What is required –
Convert the lines below into a Markdown table with the columns Row and Line, numbering each row and skipping blank lines. Leave out the pictures.

───── Exercise data

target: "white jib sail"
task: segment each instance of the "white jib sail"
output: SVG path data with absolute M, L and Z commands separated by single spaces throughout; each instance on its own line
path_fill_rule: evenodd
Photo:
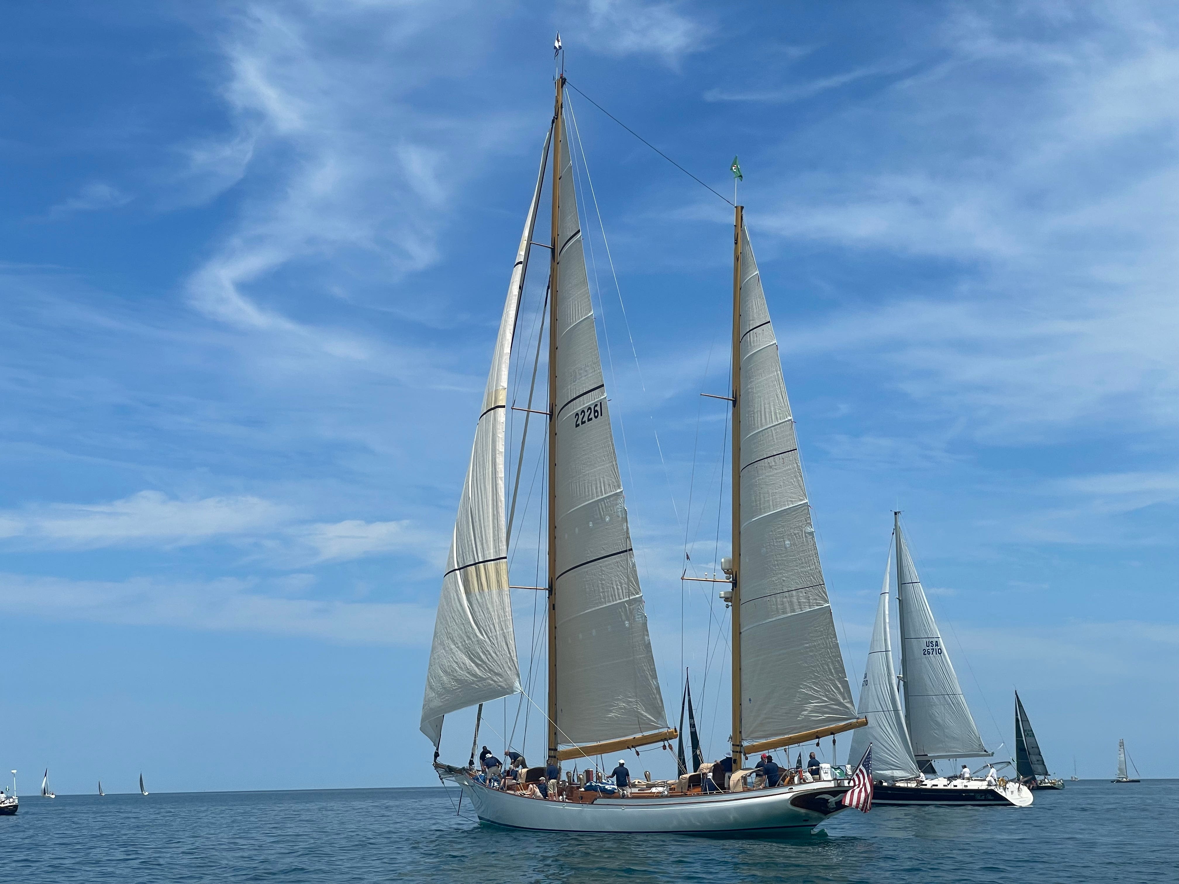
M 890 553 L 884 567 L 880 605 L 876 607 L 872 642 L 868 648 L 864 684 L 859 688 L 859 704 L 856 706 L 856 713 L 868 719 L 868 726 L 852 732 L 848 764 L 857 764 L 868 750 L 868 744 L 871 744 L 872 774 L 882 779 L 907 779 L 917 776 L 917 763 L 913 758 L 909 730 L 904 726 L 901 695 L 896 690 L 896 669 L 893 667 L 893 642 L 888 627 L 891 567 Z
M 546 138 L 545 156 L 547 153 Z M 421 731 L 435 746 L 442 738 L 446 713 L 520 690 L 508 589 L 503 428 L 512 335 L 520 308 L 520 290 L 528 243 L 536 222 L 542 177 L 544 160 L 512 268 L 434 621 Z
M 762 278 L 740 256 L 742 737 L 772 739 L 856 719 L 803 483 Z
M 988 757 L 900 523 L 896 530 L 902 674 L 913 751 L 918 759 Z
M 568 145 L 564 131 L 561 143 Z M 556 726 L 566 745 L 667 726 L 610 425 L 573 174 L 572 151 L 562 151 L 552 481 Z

──────────

Output for this task –
| Row | Line |
|---|---|
| 1 | target: "white jib sail" |
| 2 | task: segment each instance of the "white jib sail" |
| 3 | output: SVG path data with absolute M, L and Z commands separated by single spaces throughout; each instance on its own line |
| 4 | path_fill_rule: evenodd |
| 5 | Photo: |
| 6 | M 890 553 L 884 567 L 880 605 L 876 607 L 872 642 L 868 648 L 864 684 L 859 688 L 859 704 L 856 706 L 856 713 L 868 719 L 868 726 L 852 732 L 848 764 L 857 764 L 868 750 L 868 744 L 871 744 L 872 774 L 882 779 L 907 779 L 917 776 L 917 763 L 913 758 L 909 730 L 904 726 L 901 695 L 896 690 L 896 669 L 893 667 L 893 642 L 888 627 L 891 567 Z |
| 7 | M 546 138 L 545 156 L 547 153 Z M 421 731 L 435 746 L 442 738 L 446 713 L 520 690 L 508 589 L 503 428 L 512 335 L 520 308 L 520 290 L 528 243 L 536 222 L 542 177 L 544 160 L 512 268 L 434 621 Z |
| 8 | M 762 278 L 740 256 L 742 737 L 772 739 L 856 719 L 803 483 Z |
| 9 | M 988 757 L 900 523 L 896 530 L 902 674 L 913 751 L 918 759 Z |
| 10 | M 568 145 L 564 131 L 561 143 Z M 556 726 L 566 745 L 667 726 L 610 425 L 573 174 L 572 151 L 562 151 L 552 481 Z |